→ **AVAILABLE DATA**:
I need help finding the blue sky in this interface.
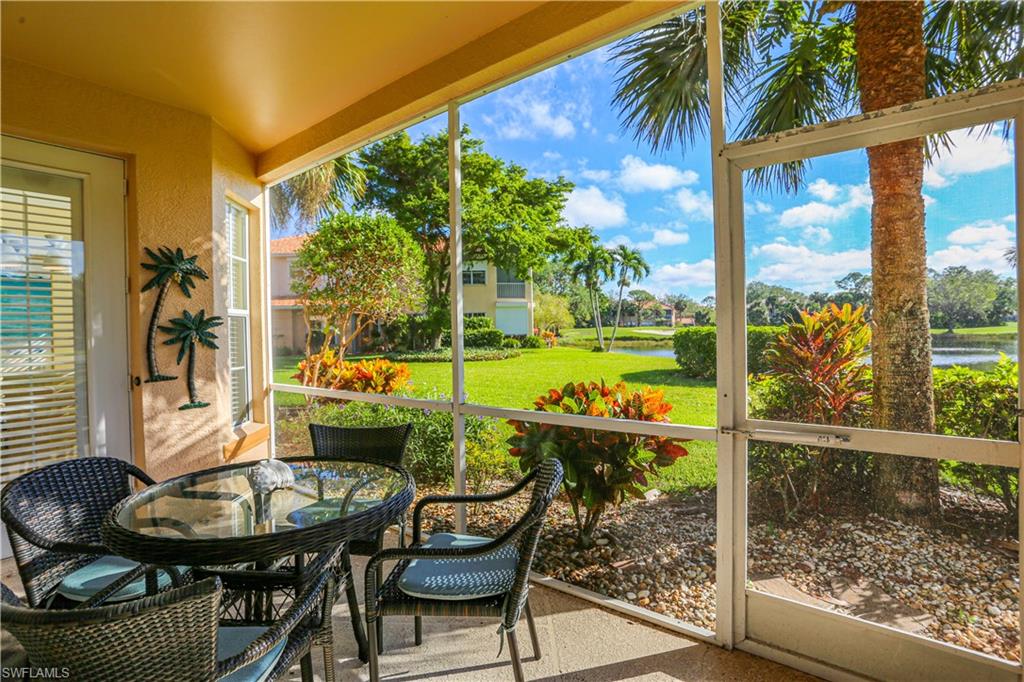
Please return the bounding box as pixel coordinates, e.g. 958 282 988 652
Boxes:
410 48 1014 300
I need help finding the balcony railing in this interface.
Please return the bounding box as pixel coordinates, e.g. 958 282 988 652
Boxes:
498 282 526 298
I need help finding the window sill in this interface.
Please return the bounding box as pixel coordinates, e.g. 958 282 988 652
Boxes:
223 422 270 462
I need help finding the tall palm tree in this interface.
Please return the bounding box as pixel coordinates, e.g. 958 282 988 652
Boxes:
572 239 614 350
608 244 650 351
142 247 209 383
614 0 1024 518
270 154 367 229
160 309 223 410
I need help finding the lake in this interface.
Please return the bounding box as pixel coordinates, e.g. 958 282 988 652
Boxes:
612 334 1017 370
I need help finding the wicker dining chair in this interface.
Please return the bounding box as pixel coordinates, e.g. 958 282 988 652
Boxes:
0 457 180 607
309 423 413 651
0 558 337 682
366 459 562 682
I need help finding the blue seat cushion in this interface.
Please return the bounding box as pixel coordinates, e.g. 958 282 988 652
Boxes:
398 532 519 600
286 498 378 528
217 626 288 682
57 555 184 603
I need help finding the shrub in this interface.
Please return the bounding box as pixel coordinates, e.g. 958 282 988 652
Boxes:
462 327 505 348
304 395 502 484
673 327 785 379
508 381 687 547
750 304 871 519
292 348 410 394
385 348 522 363
522 332 548 348
934 355 1018 523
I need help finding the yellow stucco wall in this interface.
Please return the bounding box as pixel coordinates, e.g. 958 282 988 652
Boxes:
0 59 262 479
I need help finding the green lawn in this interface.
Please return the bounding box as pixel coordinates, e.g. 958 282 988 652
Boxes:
273 347 716 493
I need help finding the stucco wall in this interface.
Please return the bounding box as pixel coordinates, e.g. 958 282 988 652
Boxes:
0 59 260 479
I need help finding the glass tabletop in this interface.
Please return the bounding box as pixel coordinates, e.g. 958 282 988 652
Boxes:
114 458 407 539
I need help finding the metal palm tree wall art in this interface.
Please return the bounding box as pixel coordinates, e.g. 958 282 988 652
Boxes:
160 309 223 410
142 247 209 383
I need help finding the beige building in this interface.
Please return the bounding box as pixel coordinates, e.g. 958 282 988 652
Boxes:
270 241 534 354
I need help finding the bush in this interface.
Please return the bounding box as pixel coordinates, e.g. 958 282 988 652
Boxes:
299 395 507 484
522 334 544 348
508 381 687 547
292 349 410 394
673 327 785 379
462 327 505 348
385 348 522 363
750 304 871 519
934 355 1018 524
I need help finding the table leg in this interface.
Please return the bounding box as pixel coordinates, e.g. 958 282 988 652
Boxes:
341 548 370 663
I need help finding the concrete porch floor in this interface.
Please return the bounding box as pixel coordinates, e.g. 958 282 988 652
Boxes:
2 557 815 682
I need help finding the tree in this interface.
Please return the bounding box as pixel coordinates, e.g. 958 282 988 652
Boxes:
270 154 367 229
355 127 572 346
160 310 223 410
613 1 1024 519
142 247 209 383
292 213 424 361
534 292 573 332
608 244 650 351
572 237 614 351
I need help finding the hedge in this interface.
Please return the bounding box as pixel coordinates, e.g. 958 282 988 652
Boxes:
673 327 785 379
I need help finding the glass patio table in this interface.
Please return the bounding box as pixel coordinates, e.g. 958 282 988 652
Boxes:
101 457 416 660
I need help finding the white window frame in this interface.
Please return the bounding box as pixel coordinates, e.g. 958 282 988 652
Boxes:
224 197 253 428
264 2 1024 680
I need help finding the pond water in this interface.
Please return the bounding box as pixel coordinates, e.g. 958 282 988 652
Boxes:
612 334 1017 370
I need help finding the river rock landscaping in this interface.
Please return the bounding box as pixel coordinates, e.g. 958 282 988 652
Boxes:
421 477 1020 660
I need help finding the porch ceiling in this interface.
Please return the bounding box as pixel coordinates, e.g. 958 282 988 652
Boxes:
0 1 543 153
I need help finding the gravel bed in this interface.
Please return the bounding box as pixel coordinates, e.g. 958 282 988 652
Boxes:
413 477 1020 660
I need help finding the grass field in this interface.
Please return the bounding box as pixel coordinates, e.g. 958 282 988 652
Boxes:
273 347 716 493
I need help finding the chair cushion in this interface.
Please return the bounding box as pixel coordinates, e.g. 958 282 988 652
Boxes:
217 626 288 682
398 532 519 600
286 498 378 528
57 555 184 603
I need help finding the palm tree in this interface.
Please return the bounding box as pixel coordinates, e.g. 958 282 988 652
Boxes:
160 309 223 410
608 244 650 351
142 247 209 383
572 238 614 350
614 0 1024 518
270 154 367 229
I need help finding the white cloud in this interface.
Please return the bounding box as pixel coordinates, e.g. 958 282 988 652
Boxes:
753 242 871 292
800 225 831 244
928 215 1015 274
807 177 841 202
562 185 628 229
778 182 871 227
618 155 699 191
672 187 715 220
580 168 611 182
604 228 690 251
925 130 1013 187
649 258 715 290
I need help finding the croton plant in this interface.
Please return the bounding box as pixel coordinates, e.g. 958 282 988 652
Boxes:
508 380 687 547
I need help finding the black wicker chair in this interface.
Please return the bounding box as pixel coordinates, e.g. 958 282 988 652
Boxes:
366 459 562 682
0 457 180 607
0 540 338 682
309 423 413 651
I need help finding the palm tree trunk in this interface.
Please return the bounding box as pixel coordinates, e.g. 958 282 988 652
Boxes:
608 285 625 352
145 280 176 383
854 2 939 520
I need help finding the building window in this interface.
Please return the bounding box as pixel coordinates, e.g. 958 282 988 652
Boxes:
224 195 252 426
462 263 487 285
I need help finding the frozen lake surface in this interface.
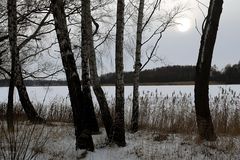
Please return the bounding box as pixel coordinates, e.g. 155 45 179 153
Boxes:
0 85 240 104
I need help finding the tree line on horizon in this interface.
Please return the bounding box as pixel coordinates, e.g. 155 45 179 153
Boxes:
0 61 240 86
101 62 240 84
0 0 225 151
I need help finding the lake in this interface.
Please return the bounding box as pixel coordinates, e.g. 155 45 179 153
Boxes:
0 85 240 105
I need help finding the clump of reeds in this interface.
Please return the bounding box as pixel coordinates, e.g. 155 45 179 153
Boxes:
0 121 49 160
0 89 240 135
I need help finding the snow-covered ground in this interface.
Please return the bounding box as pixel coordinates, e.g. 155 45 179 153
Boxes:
32 124 240 160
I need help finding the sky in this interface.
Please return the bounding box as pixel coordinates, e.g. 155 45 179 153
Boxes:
134 0 240 69
34 0 240 77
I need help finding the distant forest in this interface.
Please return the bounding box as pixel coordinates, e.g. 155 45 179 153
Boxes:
101 62 240 84
0 62 240 86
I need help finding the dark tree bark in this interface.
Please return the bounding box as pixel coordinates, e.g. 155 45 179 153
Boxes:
51 0 94 151
6 0 17 131
81 0 99 132
8 1 45 123
194 0 223 141
130 0 144 132
113 0 126 146
82 0 113 140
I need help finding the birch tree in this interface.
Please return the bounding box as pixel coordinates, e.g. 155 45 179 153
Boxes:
113 0 126 146
7 1 45 123
51 0 94 151
194 0 223 141
82 0 113 140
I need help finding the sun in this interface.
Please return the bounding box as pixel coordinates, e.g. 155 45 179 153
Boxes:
176 18 192 32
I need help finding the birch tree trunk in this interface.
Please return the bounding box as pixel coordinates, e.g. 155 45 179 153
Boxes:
6 0 17 131
130 0 144 132
82 0 113 140
51 0 94 151
8 0 45 123
194 0 223 141
113 0 126 146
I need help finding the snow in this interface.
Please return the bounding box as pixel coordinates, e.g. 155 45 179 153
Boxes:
37 125 240 160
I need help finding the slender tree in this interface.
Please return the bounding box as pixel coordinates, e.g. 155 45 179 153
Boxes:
194 0 223 141
130 0 144 132
7 1 45 123
7 0 17 131
113 0 126 146
130 0 184 132
81 0 99 132
82 0 113 140
51 0 94 151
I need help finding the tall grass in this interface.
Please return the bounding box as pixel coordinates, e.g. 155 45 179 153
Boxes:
0 89 240 135
0 121 49 160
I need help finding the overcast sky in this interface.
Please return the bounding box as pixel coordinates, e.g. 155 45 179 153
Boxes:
135 0 240 69
44 0 240 74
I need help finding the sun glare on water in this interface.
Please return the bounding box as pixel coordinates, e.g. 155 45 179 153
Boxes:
176 18 192 32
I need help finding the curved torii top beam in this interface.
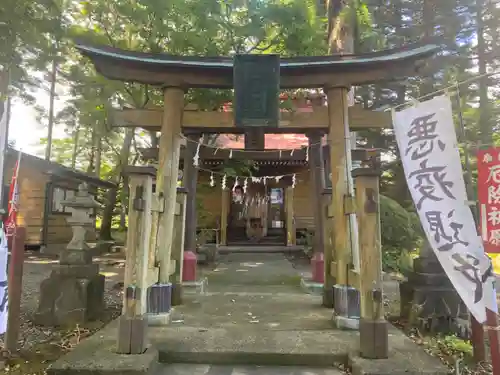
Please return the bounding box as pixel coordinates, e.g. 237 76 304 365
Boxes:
76 42 440 88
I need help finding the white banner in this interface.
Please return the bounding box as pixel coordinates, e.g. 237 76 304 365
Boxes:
392 96 498 323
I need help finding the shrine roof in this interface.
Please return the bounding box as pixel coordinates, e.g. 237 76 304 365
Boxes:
76 42 440 88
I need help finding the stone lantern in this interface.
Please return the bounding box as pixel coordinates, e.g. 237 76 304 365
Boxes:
59 184 99 265
35 184 105 325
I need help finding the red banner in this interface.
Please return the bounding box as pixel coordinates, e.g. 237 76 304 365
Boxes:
477 147 500 253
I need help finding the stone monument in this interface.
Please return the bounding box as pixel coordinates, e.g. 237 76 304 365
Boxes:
399 241 468 333
35 184 105 326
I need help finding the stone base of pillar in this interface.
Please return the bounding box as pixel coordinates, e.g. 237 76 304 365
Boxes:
322 285 335 309
147 283 172 314
116 315 148 354
399 257 468 333
359 319 389 359
311 252 325 283
182 251 198 282
333 285 360 329
34 264 105 326
172 283 183 306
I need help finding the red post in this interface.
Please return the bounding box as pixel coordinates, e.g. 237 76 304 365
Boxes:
5 227 26 353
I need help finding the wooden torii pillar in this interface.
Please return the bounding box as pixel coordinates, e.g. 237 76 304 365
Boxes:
307 132 331 286
325 87 354 324
155 86 184 314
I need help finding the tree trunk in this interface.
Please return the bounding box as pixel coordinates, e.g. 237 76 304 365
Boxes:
95 134 102 177
476 0 493 145
71 126 80 169
327 0 354 54
45 57 57 160
99 128 135 241
118 176 129 232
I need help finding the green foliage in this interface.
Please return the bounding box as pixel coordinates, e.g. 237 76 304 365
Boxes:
380 195 422 272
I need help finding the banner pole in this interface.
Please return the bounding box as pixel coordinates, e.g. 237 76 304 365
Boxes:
5 150 26 353
456 84 500 375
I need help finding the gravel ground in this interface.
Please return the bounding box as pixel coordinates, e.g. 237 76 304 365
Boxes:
0 252 124 352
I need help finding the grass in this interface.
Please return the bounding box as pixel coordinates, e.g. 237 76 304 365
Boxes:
0 305 121 375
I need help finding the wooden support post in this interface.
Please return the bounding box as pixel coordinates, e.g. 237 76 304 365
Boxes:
220 189 230 246
285 186 297 246
325 87 351 316
156 87 184 287
5 226 26 353
182 134 200 252
307 132 325 283
353 168 389 359
117 174 153 354
171 188 188 306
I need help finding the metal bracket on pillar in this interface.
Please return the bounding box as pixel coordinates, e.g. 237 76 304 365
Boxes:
344 195 356 215
133 186 145 211
151 195 165 213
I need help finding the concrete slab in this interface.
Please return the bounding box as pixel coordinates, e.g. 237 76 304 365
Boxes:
300 276 323 296
154 364 343 375
47 320 158 375
182 277 208 294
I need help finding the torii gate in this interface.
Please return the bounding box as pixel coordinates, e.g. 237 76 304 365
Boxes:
76 43 439 357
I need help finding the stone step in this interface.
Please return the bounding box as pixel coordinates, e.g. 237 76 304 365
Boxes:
153 363 344 375
153 325 357 367
218 245 304 254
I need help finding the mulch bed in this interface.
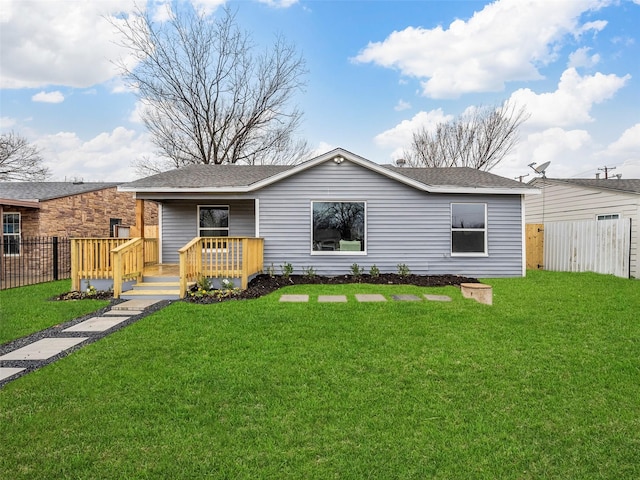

→ **TASK**: Rewrite the items from the line with "I need help finding the palm tree trunk" to the line with "0 85 240 104", putting "ice-covered lake surface" in place of "frozen lake surface" and changing nothing else. Leave the pictures out of your answer.

→ **RESULT OF THIS TASK**:
I need help finding the palm tree trunk in this interface.
Please return the bounding box as pixel coordinates, e.g. 958 282 988 652
Boxes:
608 285 625 352
145 280 176 383
854 2 939 520
I need help finding the building window in this interface.
Please return the bounding box as pixel coordinates, e.g. 958 282 988 652
Boxes:
224 195 252 426
462 263 487 285
I need help finding the ice-covered lake surface in this interface.
Please return the bounding box as pixel coordinates, e.g. 155 45 179 153
Boxes:
0 85 240 104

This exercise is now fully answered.